Yaml配置文件参数配置说明

本小节主要详细描述demo_yaml配置文件、配置参数说明，用户可根据实际自行选择其需要的参数。

表1 模型训练脚本参数
参数	示例值	参数说明
model_name_or_path	/home/ma-user/ws/tokenizers/Qwen2-72B	必须修改。加载tokenizer与Hugging Face权重时，对应的存放绝对或相对路径。请根据实际规划修改。
do_train	true	指示脚本执行训练步骤，用来控制是否进行模型训练的。如果设置为true，则会进行模型训练；如果设置为false，则不会进行模型训练。
cutoff_len	4096	文本处理时的最大长度，此处为4096，用户可根据自己要求适配。
packing	true	可选项。当选用静态数据长度时，可将不足于文本处理时的最大长度数据弥补到文本处理时的最大长度;当选用动态数据长度则去掉此参数。
deepspeed	examples/deepspeed/ds_z3_config.json	可选项。用于指定DeepSpeed的配置文件相对或绝对路径。DeepSpeed是一个开源库，用于加速深度学习训练。通过使用DeepSpeed，可以实现如混合精度训练、ZeRO内存优化等高级特性，以提高训练效率和性能
stage	sft	表示当前的训练阶段。可选择值：[pt、sft、rm、ppo、dpo]，pt代表预训练，sft代表指令监督微调，rm代表奖励模型训练，ppo代表PPO训练，dpo代表DPO训练。
finetuning_type	full	用于指定微调策略类型，可选择值【full、lora】如果设置为"full"，则对整个模型进行微调。这意味着在微调过程中，除了输出层外，模型的所有参数都将被调整以适应新的任务。

== 任务目标 ==
请输出这篇Yaml配置参数说明中从“表1 模型训练脚本参数”起至“数都将被调整以适应新的任务。”止的这一段，不做任何改动。

== 所给数据 ==

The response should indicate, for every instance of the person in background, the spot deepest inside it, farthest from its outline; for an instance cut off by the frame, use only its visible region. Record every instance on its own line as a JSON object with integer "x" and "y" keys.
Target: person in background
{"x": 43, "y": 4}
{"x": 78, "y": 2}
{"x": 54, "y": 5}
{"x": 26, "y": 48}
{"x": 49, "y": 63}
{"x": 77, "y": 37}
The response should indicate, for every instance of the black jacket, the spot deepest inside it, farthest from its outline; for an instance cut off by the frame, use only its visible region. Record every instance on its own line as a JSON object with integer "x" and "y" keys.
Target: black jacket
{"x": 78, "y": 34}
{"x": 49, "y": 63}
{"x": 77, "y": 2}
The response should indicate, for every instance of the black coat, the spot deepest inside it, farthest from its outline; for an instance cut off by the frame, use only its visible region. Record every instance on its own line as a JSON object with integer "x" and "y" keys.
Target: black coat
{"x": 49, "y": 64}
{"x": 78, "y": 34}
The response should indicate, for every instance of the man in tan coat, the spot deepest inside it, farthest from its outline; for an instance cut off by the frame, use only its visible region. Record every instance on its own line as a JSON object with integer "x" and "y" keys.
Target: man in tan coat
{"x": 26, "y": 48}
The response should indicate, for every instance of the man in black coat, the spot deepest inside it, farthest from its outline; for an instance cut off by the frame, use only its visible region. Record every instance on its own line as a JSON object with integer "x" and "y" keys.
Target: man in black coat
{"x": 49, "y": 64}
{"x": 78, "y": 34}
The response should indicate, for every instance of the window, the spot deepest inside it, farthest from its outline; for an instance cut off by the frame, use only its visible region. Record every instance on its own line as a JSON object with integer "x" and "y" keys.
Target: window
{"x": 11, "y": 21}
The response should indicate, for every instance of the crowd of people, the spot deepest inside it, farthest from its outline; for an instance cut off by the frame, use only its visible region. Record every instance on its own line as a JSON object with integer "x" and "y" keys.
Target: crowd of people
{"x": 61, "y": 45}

== 任务解答 ==
表1 模型训练脚本参数
参数	示例值	参数说明
model_name_or_path	/home/ma-user/ws/tokenizers/Qwen2-72B	必须修改。加载tokenizer与Hugging Face权重时，对应的存放绝对或相对路径。请根据实际规划修改。
do_train	true	指示脚本执行训练步骤，用来控制是否进行模型训练的。如果设置为true，则会进行模型训练；如果设置为false，则不会进行模型训练。
cutoff_len	4096	文本处理时的最大长度，此处为4096，用户可根据自己要求适配。
packing	true	可选项。当选用静态数据长度时，可将不足于文本处理时的最大长度数据弥补到文本处理时的最大长度;当选用动态数据长度则去掉此参数。
deepspeed	examples/deepspeed/ds_z3_config.json	可选项。用于指定DeepSpeed的配置文件相对或绝对路径。DeepSpeed是一个开源库，用于加速深度学习训练。通过使用DeepSpeed，可以实现如混合精度训练、ZeRO内存优化等高级特性，以提高训练效率和性能
stage	sft	表示当前的训练阶段。可选择值：[pt、sft、rm、ppo、dpo]，pt代表预训练，sft代表指令监督微调，rm代表奖励模型训练，ppo代表PPO训练，dpo代表DPO训练。
finetuning_type	full	用于指定微调策略类型，可选择值【full、lora】如果设置为"full"，则对整个模型进行微调。这意味着在微调过程中，除了输出层外，模型的所有参数都将被调整以适应新的任务。